** Exercise description **
Find every line in the items that contains the word "ledge", and copy each one. Match case exactly.

** Data for this exercise **
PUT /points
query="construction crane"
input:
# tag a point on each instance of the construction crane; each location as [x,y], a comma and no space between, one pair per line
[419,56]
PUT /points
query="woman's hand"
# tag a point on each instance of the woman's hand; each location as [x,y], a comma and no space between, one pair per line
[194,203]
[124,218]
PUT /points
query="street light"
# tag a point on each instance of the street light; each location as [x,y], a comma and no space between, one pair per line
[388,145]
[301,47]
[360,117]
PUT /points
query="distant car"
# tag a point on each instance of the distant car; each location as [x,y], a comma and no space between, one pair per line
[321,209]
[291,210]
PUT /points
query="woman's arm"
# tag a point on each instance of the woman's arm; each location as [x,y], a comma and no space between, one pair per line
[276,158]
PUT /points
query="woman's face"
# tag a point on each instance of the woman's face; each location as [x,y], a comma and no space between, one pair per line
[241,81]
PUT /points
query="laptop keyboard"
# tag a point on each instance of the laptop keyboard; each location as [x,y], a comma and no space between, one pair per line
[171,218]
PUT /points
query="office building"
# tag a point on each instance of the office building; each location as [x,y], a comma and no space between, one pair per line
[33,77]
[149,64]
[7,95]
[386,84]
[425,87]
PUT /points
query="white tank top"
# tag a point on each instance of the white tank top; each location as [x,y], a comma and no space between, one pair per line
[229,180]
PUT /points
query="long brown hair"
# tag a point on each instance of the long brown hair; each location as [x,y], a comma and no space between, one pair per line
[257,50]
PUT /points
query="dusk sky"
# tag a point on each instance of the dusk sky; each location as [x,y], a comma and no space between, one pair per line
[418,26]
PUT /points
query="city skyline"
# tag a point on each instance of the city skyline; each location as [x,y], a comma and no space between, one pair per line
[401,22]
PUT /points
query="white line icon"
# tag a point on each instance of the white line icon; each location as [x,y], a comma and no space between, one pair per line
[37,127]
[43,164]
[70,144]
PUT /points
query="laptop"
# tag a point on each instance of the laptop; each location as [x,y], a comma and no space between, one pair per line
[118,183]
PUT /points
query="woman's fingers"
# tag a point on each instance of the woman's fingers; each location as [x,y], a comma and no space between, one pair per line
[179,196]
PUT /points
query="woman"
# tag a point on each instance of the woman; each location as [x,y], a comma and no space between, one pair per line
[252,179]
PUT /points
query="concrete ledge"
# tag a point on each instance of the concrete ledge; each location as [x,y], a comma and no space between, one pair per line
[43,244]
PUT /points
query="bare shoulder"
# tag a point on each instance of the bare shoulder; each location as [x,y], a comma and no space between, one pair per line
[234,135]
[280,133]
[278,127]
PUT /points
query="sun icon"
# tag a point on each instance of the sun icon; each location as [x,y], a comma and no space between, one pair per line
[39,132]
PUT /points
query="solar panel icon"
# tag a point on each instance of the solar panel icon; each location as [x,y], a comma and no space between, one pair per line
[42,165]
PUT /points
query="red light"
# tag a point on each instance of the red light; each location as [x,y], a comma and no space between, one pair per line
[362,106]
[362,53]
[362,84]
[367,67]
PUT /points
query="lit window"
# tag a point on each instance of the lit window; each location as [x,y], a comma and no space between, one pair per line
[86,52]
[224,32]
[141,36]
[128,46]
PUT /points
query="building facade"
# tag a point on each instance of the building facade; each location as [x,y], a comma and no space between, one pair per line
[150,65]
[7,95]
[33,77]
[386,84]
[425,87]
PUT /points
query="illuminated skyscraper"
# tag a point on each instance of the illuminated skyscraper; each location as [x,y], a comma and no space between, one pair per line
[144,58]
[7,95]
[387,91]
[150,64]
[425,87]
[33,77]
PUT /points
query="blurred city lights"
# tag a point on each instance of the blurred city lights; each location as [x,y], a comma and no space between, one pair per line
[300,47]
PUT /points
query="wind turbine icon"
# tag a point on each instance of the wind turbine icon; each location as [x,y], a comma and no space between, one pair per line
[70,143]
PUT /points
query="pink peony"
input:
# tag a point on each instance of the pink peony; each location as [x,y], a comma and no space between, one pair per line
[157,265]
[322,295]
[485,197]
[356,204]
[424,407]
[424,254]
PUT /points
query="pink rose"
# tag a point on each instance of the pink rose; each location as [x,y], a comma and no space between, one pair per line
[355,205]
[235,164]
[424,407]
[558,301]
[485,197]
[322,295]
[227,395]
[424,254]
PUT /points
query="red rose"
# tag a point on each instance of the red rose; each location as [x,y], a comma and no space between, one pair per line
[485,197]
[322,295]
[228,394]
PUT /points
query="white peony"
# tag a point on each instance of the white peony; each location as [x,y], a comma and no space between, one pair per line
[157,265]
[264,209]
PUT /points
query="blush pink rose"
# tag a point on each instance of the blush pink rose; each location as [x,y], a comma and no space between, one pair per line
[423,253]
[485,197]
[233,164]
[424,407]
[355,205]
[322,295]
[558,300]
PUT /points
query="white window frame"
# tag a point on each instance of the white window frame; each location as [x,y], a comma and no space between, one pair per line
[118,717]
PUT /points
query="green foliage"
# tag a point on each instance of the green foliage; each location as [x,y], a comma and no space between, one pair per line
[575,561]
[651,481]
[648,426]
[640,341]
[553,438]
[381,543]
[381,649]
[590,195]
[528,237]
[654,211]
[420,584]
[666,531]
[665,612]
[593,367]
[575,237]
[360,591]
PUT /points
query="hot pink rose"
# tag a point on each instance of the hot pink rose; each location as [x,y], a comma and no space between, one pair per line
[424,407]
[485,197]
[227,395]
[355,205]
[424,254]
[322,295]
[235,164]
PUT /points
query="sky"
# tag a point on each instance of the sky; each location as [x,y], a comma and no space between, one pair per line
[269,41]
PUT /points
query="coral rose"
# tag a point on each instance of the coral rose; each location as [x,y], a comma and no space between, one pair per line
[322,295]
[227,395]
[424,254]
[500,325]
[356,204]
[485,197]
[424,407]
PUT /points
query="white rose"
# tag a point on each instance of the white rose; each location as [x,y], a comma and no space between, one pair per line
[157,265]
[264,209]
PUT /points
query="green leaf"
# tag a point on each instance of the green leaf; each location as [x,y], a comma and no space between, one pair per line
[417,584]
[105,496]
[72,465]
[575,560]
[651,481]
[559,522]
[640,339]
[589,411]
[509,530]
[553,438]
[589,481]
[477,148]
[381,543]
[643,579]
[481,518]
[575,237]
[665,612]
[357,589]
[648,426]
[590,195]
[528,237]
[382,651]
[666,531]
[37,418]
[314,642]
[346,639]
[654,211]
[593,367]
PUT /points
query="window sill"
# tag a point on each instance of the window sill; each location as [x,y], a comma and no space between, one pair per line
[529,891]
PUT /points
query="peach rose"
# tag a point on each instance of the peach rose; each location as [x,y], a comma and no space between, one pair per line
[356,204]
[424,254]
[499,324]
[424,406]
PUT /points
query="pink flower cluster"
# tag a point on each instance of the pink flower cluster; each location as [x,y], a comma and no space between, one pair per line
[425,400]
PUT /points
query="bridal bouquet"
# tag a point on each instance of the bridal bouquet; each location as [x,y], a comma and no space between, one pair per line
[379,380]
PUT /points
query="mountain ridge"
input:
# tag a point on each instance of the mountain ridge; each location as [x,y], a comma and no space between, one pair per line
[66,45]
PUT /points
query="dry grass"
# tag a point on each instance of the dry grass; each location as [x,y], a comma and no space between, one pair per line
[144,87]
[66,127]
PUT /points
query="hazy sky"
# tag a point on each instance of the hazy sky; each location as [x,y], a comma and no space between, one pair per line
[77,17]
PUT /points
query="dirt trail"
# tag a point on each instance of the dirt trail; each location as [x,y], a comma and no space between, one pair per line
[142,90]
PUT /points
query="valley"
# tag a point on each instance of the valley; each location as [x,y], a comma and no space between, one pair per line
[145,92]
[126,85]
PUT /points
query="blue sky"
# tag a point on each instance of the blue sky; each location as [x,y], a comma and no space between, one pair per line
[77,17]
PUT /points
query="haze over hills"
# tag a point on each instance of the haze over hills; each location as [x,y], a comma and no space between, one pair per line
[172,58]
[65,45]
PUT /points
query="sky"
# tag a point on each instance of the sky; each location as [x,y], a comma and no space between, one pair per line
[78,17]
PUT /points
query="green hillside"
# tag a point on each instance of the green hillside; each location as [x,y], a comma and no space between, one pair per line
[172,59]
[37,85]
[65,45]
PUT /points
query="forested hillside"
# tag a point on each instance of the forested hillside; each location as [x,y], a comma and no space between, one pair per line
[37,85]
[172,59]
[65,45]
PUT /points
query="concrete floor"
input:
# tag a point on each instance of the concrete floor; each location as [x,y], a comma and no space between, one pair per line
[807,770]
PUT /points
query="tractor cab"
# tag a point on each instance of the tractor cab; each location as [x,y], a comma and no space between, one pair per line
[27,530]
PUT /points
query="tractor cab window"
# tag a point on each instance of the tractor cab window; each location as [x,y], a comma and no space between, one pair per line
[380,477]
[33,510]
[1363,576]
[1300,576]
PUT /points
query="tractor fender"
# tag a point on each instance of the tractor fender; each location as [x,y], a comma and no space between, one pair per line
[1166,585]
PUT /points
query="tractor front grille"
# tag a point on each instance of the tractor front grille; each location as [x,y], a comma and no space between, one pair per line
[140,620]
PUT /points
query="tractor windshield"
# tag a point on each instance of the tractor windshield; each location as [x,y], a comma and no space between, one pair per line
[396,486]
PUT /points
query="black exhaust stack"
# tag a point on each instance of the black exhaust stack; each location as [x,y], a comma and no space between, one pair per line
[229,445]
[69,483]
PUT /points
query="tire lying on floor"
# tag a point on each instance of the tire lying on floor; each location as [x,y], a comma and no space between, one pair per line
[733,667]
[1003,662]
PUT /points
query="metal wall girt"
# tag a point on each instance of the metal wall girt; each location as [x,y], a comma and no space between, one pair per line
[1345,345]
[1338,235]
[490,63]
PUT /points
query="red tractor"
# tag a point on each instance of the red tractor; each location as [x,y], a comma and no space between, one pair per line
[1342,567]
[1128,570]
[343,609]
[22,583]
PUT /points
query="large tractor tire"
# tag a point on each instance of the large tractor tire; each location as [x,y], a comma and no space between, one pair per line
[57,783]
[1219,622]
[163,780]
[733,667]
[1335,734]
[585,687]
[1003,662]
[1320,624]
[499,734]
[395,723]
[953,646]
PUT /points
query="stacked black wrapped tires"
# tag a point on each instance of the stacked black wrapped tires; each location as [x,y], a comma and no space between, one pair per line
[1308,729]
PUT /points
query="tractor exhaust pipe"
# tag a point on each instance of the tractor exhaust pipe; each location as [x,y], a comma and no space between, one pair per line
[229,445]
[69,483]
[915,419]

** Final result **
query="concrete ledge"
# tag a point on each instance of the concrete ledge; each location as [x,y], a comma and no space between, one pair per line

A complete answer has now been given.